>> BEGIN INFORMATION SHOWN
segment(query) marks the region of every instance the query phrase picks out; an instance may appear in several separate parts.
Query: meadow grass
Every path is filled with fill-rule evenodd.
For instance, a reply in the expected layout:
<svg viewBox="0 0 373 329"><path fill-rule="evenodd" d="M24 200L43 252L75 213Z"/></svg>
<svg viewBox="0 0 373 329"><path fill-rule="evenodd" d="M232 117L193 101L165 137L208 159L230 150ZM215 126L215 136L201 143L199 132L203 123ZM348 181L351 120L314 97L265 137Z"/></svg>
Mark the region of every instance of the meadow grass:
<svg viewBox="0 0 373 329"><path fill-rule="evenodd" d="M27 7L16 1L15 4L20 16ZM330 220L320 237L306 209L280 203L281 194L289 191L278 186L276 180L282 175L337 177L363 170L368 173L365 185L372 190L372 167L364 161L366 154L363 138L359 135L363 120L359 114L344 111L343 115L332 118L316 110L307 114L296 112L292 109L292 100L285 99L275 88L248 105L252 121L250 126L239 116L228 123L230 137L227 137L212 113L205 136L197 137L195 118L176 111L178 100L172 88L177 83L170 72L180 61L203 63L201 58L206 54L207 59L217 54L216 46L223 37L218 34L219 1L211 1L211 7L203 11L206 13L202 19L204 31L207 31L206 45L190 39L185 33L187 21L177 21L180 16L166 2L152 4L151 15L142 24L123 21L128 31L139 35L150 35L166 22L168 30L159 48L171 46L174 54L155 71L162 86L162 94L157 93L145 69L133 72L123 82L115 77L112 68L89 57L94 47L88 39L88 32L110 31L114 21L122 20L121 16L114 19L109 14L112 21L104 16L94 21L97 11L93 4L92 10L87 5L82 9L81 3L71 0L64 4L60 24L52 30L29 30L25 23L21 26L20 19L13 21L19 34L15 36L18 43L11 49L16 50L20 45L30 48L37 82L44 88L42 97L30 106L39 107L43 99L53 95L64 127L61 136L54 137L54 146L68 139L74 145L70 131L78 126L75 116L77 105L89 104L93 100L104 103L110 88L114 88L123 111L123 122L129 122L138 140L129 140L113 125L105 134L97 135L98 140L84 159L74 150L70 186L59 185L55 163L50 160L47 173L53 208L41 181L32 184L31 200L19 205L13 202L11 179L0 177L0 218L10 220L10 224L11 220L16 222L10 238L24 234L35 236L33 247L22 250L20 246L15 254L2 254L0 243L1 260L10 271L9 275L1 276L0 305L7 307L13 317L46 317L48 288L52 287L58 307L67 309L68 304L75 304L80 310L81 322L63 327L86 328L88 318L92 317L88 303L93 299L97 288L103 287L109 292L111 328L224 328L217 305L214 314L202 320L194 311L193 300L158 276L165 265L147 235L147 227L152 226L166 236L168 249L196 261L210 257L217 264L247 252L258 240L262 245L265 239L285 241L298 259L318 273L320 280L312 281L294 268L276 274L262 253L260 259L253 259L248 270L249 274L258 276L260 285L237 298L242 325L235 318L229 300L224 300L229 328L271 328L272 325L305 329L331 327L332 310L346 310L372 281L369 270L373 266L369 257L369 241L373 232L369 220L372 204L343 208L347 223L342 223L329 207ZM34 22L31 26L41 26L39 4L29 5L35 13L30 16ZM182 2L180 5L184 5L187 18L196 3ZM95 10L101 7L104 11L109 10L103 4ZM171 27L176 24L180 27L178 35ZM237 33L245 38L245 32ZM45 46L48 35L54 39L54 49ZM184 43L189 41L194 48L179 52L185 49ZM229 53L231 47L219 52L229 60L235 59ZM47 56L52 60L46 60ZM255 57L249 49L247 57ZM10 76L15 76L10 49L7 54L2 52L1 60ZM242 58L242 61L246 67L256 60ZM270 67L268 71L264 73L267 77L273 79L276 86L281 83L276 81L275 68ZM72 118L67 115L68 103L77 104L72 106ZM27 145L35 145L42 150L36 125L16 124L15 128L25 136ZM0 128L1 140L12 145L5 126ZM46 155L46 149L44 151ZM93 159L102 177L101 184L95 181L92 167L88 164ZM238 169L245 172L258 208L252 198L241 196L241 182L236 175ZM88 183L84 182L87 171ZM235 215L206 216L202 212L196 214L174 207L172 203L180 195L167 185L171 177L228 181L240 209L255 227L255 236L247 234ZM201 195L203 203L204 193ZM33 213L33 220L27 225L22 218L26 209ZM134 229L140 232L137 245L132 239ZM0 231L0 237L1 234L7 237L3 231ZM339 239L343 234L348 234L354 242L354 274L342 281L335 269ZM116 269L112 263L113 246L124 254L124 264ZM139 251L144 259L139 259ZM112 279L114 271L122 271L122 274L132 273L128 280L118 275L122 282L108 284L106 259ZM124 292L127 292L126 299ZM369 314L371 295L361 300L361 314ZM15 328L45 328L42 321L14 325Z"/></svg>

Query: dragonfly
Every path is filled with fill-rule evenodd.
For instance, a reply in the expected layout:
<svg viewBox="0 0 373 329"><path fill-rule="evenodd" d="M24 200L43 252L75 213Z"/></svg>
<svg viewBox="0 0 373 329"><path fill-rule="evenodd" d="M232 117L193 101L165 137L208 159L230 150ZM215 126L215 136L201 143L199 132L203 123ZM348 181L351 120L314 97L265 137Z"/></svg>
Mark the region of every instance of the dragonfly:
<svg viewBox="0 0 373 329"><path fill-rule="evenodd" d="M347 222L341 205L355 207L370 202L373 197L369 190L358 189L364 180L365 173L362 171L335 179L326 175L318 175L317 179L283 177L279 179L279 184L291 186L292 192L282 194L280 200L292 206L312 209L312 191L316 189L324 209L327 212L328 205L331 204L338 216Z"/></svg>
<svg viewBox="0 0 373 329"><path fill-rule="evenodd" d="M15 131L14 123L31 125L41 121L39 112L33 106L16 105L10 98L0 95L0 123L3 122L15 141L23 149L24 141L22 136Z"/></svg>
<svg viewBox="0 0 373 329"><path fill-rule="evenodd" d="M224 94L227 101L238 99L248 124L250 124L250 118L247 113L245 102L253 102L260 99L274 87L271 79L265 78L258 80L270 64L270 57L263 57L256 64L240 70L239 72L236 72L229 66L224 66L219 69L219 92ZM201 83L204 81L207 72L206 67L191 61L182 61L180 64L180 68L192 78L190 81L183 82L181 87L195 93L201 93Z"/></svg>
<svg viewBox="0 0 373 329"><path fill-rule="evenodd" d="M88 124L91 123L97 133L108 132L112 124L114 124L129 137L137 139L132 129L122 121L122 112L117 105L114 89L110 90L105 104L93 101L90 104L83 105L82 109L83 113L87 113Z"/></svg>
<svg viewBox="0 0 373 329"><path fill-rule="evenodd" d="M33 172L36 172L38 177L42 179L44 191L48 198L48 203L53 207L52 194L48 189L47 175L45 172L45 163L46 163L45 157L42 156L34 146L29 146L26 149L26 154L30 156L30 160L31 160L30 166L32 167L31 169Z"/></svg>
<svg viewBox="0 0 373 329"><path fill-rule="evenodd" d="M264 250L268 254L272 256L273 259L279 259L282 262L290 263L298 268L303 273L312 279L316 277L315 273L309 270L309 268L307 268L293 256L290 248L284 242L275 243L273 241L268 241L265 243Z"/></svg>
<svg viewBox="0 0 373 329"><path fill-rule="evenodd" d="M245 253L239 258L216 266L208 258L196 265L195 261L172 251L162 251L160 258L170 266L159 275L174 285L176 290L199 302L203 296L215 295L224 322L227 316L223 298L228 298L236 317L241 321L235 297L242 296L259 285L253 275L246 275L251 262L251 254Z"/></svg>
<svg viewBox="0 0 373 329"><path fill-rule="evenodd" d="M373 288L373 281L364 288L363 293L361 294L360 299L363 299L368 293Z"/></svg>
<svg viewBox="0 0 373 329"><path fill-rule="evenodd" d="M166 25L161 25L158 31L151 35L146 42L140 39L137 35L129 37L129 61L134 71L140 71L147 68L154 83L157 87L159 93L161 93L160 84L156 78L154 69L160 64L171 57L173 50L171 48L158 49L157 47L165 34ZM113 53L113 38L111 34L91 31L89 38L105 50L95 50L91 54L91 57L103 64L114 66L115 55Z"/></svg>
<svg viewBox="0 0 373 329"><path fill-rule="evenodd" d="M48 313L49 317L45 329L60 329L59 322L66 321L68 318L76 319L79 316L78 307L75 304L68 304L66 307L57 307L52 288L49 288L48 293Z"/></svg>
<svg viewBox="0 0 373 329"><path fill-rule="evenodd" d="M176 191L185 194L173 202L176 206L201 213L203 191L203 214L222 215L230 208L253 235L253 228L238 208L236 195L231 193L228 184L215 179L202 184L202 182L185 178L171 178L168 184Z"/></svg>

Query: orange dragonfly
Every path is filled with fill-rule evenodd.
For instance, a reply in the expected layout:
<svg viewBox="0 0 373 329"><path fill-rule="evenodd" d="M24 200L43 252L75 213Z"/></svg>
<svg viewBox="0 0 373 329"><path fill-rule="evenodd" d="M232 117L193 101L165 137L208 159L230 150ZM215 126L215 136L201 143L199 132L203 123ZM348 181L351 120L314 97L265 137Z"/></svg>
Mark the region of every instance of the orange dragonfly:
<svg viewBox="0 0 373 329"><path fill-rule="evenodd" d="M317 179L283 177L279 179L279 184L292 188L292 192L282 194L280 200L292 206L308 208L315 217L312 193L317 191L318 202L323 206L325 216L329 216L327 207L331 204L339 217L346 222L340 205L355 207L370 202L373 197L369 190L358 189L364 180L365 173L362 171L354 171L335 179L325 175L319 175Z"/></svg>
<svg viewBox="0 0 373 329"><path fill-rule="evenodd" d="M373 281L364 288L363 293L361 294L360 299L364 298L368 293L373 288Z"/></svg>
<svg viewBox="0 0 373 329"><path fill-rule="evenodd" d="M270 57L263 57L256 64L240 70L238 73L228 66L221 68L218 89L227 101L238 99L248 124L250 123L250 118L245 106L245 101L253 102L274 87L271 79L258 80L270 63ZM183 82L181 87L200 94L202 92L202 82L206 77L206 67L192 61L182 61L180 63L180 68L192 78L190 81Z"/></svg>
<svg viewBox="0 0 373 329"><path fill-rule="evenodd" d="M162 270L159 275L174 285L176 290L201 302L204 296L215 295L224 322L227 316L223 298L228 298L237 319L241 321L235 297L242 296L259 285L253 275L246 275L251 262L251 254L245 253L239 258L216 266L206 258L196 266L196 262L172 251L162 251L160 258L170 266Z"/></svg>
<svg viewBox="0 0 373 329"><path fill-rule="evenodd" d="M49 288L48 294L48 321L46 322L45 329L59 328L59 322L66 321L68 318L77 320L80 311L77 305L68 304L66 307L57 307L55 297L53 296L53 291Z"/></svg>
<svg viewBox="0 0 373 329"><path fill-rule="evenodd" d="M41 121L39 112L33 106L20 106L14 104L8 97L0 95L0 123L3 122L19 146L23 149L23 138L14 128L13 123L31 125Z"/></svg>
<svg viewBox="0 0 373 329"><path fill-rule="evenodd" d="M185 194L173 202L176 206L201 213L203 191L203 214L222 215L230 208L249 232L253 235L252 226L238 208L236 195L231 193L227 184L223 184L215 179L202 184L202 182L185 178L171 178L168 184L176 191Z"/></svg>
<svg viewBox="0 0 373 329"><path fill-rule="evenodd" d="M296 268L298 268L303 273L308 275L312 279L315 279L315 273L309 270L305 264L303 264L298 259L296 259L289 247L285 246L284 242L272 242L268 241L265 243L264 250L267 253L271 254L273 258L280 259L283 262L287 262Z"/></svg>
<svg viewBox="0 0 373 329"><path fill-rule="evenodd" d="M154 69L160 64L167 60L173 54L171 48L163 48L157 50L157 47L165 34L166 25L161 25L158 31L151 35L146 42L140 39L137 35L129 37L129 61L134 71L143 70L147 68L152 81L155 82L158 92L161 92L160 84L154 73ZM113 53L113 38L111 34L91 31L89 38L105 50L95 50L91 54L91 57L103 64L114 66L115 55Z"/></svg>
>> END INFORMATION SHOWN
#### [YOUR OBJECTIVE]
Copy the records verbatim from the line containing "Query: dragonfly" through the line containing "222L341 205L355 207L370", including both of those lines.

#### [OUTPUT FOR THIS TASK]
Query: dragonfly
Every path is filled with fill-rule evenodd.
For instance, a reply in the expected layout:
<svg viewBox="0 0 373 329"><path fill-rule="evenodd" d="M24 200L43 252L75 213Z"/></svg>
<svg viewBox="0 0 373 329"><path fill-rule="evenodd" d="M232 117L193 101L165 137L208 159L230 150ZM215 126L215 136L201 143L199 132L203 123ZM348 181L351 120L314 97L265 137Z"/></svg>
Mark the region of every instance of the dragonfly:
<svg viewBox="0 0 373 329"><path fill-rule="evenodd" d="M347 222L341 205L355 207L370 202L373 197L369 190L358 189L364 180L365 173L362 171L335 179L326 175L318 175L317 179L283 177L279 179L279 184L291 186L292 192L282 194L280 200L292 206L312 209L312 191L316 189L324 209L327 212L328 205L331 204L338 216Z"/></svg>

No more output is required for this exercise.